- Passage for review -
BEGIN
In 2004, 500 global Christian ministries representing 50 countries and 53,000 churches said prayers for peace in Jerusalem on the same day. The organization's goal in 2006 was to have over 100 million people in over 100 countries participate in prayer meetings.
The prayer meeting in Jerusalem in 2006 was held inside the gates of the Old City of Jerusalem and was attended by "hundreds of Christian lovers of Israel gathered with Jewish friends."

International denominations Assemblies of God, and Elim Fellowship took part in the 2006 prayer and support the annual prayers.

== Endorsements ==
According to a press release issued by the Knesset Christian Allies Caucus, the Day of Prayer for the Peace of Jerusalem was originally established in cooperation with Israel's Ministry of Tourism, and the Christian Allies Caucus of the Knesset.

The event is endorsed by chief rabbi Yona Metzger, former USSR Prisoner of Zion and Knesset Member Natan Sharansky, chairman of the Knesset Christian Allies Caucus (KCAC), Yuri Shtern, and the Deputy Mayor of Jerusalem, Yigal Amedi and the Knesset Christian Allies Caucus. Other participants are Christian evangelists, authors and performers such as Joyce Meyer, The Newsboys
, Bishop TD Jakes, Michael W. Smith, and Kenneth Copeland.

== Precursor ==
The first globally publicized "link of prayer" for peace from Jerusalem was the "World Prayer for Peace from Jerusalem" in June, 1993 organized by Dan Mazar's Jerusalem Christian Review, a Jerusalem-based archaeological journal. As opposed to the more exclusively Evangelical Christian event, this event included more than 100 Christian and political leaders from a wide range of backgrounds and from around the world.

Hosted by Jerusalem Christian Review Managing Editor Dan Mazar, parts of the Global Prayer were also shown on the CNN, CBS, and ABC television networks and almost 120 other television stations worldwide. The Prayer Link began from Los Angeles, California with a prayer from the former US President, Ronald Reagan: "I join my friends at the Jerusalem Christian Review... for this very special day. A day dedicated to prayer..." said the former US president and governor of the State of California. The "prayer link" also included prayers of political figures live by satellite from 5 continents. Leaders such as Jack Kemp, Jeane Kirkpatrick and numerous US Senators, as well as former Australian Prime Minister Bob Hawke all prayed for the "Peace of Jerusalem". Also included were Christian evangelists Billy Graham, Pat Robertson, Jerry Falwell and James Dobson, along with denominational leaders from Europe, Africa, South America and Asia.
END
- List of tasks -
1. Answer from the Day of Prayer passage:
(a) How many countries did the Christian ministries represent in 2004?
(b) Where in Jerusalem was the 2006 prayer meeting held?
(c) Who hosted the 1993 "World Prayer for Peace from Jerusalem"?
2. From the Day of Prayer passage, write out the text from "International denominations Assemblies" to "and Kenneth Copeland.".
Rely solely on the Day of Prayer passage for everything that follows.

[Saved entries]
BEGIN
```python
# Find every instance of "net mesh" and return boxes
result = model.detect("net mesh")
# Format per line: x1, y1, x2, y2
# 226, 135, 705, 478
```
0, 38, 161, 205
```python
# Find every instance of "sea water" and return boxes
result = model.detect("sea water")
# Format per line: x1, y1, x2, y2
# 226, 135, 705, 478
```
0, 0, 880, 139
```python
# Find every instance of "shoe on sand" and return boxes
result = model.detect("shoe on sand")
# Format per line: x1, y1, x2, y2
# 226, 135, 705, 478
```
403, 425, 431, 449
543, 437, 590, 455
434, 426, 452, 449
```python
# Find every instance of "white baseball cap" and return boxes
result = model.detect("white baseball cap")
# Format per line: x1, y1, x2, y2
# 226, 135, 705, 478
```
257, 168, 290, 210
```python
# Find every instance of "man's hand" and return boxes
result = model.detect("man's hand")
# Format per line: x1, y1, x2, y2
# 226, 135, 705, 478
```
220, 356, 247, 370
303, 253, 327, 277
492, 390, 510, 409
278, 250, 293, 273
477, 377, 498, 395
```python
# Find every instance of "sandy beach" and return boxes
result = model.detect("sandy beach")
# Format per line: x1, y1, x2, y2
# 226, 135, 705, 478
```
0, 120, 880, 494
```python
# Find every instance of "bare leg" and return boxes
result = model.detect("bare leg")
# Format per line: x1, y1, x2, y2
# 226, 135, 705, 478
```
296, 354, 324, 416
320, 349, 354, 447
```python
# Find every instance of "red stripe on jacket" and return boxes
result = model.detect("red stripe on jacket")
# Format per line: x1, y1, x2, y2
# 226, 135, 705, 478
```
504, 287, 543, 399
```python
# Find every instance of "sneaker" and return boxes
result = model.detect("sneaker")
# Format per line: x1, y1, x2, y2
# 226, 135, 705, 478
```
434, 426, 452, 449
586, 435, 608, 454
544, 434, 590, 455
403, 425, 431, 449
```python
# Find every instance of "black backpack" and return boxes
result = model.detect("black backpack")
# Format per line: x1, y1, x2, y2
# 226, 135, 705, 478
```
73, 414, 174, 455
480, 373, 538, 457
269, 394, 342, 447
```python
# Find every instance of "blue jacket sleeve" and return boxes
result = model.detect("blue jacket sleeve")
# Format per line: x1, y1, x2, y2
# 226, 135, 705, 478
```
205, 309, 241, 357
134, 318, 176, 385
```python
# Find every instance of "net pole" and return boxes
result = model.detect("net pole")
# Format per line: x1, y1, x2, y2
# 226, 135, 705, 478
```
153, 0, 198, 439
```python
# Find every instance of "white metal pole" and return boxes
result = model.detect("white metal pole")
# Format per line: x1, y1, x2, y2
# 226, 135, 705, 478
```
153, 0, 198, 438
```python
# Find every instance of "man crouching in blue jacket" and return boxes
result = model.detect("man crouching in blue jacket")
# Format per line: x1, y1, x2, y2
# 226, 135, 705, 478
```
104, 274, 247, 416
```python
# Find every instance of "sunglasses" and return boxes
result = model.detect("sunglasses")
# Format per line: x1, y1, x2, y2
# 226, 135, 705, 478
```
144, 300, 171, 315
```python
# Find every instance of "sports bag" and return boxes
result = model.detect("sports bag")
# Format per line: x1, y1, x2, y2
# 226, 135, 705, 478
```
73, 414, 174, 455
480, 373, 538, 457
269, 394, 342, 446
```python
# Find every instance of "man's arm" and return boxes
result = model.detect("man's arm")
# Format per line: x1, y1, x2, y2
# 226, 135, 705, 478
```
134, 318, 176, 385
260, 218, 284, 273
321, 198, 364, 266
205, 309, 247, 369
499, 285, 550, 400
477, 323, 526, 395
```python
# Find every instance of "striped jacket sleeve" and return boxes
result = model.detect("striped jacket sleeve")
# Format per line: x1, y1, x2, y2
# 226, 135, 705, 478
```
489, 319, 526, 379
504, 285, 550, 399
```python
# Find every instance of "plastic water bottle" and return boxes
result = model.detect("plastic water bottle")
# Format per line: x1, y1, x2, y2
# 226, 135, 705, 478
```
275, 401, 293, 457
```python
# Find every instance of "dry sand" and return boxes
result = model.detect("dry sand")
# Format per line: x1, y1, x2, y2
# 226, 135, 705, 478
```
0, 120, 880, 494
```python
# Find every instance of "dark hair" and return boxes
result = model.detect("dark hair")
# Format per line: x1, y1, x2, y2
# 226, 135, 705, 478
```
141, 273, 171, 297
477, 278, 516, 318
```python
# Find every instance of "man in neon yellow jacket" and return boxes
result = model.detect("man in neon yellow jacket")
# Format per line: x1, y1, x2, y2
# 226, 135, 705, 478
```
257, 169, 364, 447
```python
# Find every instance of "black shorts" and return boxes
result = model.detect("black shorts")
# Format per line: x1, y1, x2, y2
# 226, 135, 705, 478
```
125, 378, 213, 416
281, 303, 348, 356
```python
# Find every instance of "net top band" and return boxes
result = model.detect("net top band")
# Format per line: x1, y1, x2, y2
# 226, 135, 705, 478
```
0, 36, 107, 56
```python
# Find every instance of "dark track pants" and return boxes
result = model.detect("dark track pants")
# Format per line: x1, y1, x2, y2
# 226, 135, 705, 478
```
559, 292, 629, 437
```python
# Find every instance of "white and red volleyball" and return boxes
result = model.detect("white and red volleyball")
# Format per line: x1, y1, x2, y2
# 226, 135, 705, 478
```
END
- Answers provided -
1.
(a) 50 countries.
(b) Inside the gates of the Old City of Jerusalem.
(c) Dan Mazar, Managing Editor of the Jerusalem Christian Review.

2.
International denominations Assemblies of God, and Elim Fellowship took part in the 2006 prayer and support the annual prayers.

== Endorsements ==
According to a press release issued by the Knesset Christian Allies Caucus, the Day of Prayer for the Peace of Jerusalem was originally established in cooperation with Israel's Ministry of Tourism, and the Christian Allies Caucus of the Knesset.

The event is endorsed by chief rabbi Yona Metzger, former USSR Prisoner of Zion and Knesset Member Natan Sharansky, chairman of the Knesset Christian Allies Caucus (KCAC), Yuri Shtern, and the Deputy Mayor of Jerusalem, Yigal Amedi and the Knesset Christian Allies Caucus. Other participants are Christian evangelists, authors and performers such as Joyce Meyer, The Newsboys
, Bishop TD Jakes, Michael W. Smith, and Kenneth Copeland.